• Task goal: Swap every "deepest" in the data below for "farthest", keeping all other text unchanged.

--- Extracted material ---

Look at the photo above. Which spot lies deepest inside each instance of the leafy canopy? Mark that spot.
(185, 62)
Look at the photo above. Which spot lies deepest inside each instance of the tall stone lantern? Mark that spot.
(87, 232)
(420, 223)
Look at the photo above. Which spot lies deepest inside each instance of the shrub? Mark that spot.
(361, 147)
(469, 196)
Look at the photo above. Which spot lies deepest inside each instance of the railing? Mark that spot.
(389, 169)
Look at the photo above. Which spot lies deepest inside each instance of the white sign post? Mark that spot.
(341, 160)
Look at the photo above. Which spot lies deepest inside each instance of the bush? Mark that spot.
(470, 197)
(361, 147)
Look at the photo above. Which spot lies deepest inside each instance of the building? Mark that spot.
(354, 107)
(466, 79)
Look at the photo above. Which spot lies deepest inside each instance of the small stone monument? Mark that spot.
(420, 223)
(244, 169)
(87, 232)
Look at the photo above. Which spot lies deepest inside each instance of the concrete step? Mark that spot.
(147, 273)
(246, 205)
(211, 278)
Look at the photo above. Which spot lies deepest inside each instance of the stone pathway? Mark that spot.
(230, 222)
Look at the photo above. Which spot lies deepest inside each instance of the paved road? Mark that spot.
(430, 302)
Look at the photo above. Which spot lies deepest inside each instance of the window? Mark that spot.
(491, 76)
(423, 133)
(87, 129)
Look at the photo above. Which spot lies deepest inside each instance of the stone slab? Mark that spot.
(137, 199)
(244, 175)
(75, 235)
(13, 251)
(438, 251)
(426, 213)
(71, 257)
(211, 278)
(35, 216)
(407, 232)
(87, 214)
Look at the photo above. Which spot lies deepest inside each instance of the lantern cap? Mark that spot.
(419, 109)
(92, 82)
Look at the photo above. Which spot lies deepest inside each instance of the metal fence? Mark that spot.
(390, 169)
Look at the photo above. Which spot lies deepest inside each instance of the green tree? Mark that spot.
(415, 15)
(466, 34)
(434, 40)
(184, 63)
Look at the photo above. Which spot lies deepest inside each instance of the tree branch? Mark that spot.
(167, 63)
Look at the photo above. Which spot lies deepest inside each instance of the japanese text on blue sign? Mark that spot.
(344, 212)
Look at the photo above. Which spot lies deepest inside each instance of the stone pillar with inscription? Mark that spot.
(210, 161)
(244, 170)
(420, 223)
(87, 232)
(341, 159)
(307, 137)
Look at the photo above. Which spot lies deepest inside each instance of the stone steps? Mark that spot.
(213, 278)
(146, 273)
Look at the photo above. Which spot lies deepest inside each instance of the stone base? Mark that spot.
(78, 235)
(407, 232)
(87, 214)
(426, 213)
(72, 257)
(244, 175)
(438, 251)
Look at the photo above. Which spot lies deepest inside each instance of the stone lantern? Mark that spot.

---

• Output of the exercise:
Look at the photo above. Which spot lies farthest inside each instance of the leafy canopy? Mark that spot.
(185, 62)
Look at the photo above. Which spot lies farthest inside each instance of the tall stone lantern? Mark that spot.
(87, 232)
(420, 223)
Look at the photo above. Which spot lies farthest inside each instance of the shrub? Mark that spot.
(361, 147)
(469, 196)
Look at the photo above. Which spot lies farthest inside each instance of the railing? Mark that spot.
(389, 169)
Look at the photo above. Which spot lies farthest inside each instance of the white sign post? Mark that spot.
(341, 160)
Look at the photo above. Which spot lies farthest inside each instance of the bush? Mark that spot.
(470, 197)
(361, 147)
Look at the photo above. Which spot lies farthest inside each instance of the building? Mark that spot.
(354, 107)
(466, 79)
Look at the photo above. Which spot lies farthest inside each instance of the small stone monument? Mark that spot.
(420, 223)
(244, 169)
(87, 232)
Look at the photo above. Which spot lies farthest inside each instance of the concrete step? Mark that spot.
(147, 273)
(246, 205)
(211, 278)
Look at the photo above. Which spot lies farthest inside each instance of the stone pathway? Mark that spot.
(230, 222)
Look at the photo above. Which spot lies farthest inside each instance of the paved road? Mark that spot.
(430, 302)
Look at the photo above. Which spot lies farthest inside each instance of the window? Mark that spot.
(491, 76)
(423, 133)
(87, 129)
Look at the photo above. Which spot lies farthest inside each instance of the stone slab? Mark that spot.
(137, 199)
(244, 175)
(75, 235)
(13, 251)
(438, 251)
(426, 213)
(71, 257)
(211, 278)
(35, 216)
(407, 232)
(87, 214)
Look at the photo above. Which spot lies farthest inside each instance of the lantern cap? Mark that spot.
(419, 109)
(92, 82)
Look at the photo above. Which spot lies farthest inside each instance of the metal fence? Mark that spot.
(390, 169)
Look at the photo above. Which spot lies farthest inside each instance of the green tree? Mark that spot.
(415, 15)
(466, 34)
(434, 40)
(184, 63)
Look at the photo above. Which spot lies farthest inside each instance of the tree branch? Mark that spot.
(167, 63)
Look at the photo above. Which spot lies farthest inside each instance of the japanese text on blue sign? Mark that spot.
(344, 212)
Look at the photo above. Which spot lies farthest inside each instance of the stone pillar with inscription? Mark that spot.
(210, 161)
(244, 170)
(420, 223)
(87, 232)
(341, 159)
(307, 137)
Look at the photo above. Which spot lies farthest inside each instance of the stone steps? Mark that spot.
(213, 278)
(146, 273)
Look at the photo above. Which spot lies farthest inside each instance of the stone base? Mark that spot.
(78, 235)
(407, 232)
(87, 214)
(426, 213)
(72, 257)
(244, 175)
(438, 251)
Look at the photo above. Which spot lies farthest inside each instance of the stone lantern? Mark that spot.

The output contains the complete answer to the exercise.